### Task objective
Here you must reproduce each line of the data exactly.

### Data supplied
☆ ☆ ☆ ☆ ☆

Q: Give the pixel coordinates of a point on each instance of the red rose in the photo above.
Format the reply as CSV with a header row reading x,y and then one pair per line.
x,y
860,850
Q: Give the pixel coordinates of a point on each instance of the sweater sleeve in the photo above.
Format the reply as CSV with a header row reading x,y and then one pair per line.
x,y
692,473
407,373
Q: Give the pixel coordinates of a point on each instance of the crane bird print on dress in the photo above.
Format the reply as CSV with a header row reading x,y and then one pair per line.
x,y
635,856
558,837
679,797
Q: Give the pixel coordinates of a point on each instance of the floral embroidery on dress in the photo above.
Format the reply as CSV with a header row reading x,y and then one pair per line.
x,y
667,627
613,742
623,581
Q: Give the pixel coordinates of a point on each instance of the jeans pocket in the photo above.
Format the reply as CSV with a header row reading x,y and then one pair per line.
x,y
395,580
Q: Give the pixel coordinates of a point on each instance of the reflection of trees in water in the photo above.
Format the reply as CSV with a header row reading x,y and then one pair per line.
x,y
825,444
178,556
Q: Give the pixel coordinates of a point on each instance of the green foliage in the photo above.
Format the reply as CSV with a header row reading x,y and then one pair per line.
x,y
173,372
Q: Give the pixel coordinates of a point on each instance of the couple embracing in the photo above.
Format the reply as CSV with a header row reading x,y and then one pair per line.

☆ ☆ ☆ ☆ ☆

### Response below
Q: Give the pixel coordinates of a point on each instance of the red rose in the photo above.
Format the reply as CSV with a header row reading x,y and then one pair per line.
x,y
860,850
Q: Give the pixel coordinates of a point on each instance of the sweater sleeve in the photo above.
Format the reply as CSV with a header row reading x,y and then one pair per line.
x,y
692,473
407,373
Q: Give the pixel coordinates of a point on each instance of the crane bird print on dress in the photo above.
Format the reply as CSV with a header row reading x,y and then one pair per line.
x,y
635,856
558,837
679,797
Q: Give the pixel coordinates of a point on each instance of the floral embroidery on dress in the photo above.
Format the reply as CSV with a header row reading x,y and then one pair per line.
x,y
667,627
613,742
623,581
Q: Give the pixel coordinates of a point on each instance of the jeans pocket in the photo above.
Format the reply as CSV with a header row reading x,y and then one pair per line.
x,y
395,580
Q: Give the pixel coordinates of a point on each instance of the reflection of trees in water in the photo above.
Format the reply as CSV with a header row reading x,y and then one pair per line.
x,y
825,444
178,556
Q: Give the pixel coordinates of a point on each instance of the green foliage in the photo above.
Format the reply as CSV with a header row reading x,y and then one pair per line.
x,y
173,372
Q: Give the pixel coordinates of a point on each instance of the couple embracing in the photo above.
Format the reply as CSV with a header row reading x,y and then one pair per line.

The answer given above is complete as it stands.